> Do this: Reproduce the records below without any change, from their first line through the line containing "pixel 114 82", including that line.
╭─ Material for this task
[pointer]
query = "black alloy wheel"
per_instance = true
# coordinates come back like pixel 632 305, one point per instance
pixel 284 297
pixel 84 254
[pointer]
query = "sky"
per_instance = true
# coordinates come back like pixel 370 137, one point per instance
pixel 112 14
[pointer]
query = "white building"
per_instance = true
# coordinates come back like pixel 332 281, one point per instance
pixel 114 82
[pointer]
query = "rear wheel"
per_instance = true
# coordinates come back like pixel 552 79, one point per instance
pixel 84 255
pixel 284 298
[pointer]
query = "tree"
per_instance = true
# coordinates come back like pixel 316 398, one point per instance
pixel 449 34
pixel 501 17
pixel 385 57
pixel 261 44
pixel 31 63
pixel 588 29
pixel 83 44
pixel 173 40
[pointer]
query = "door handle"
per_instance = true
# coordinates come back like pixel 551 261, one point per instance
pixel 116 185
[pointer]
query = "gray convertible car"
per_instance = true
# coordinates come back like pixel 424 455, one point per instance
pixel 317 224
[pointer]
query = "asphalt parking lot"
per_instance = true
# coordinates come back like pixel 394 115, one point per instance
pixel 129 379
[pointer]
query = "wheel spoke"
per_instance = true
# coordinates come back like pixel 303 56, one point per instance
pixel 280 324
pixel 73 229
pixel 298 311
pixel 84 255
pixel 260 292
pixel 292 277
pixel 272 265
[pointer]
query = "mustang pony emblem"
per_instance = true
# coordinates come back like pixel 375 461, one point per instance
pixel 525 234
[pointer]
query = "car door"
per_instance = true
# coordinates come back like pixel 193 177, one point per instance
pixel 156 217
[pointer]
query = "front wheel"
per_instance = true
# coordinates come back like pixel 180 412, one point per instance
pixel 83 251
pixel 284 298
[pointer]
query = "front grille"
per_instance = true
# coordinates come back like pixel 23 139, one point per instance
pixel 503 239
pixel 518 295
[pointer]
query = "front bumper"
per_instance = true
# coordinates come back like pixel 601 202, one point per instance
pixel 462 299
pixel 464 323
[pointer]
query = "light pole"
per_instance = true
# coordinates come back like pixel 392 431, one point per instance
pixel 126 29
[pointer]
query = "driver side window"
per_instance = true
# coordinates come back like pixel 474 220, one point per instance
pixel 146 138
╰─
> Answer:
[pointer]
query = "black alloy wheel"
per_instance = true
# coordinates come back like pixel 632 305, one point per instance
pixel 284 297
pixel 84 254
[pointer]
query = "sky"
per_instance = true
# coordinates come back like pixel 370 137, one point per instance
pixel 112 14
[pointer]
query = "white building"
per_instance = true
# coordinates come back like pixel 332 281, one point per instance
pixel 114 82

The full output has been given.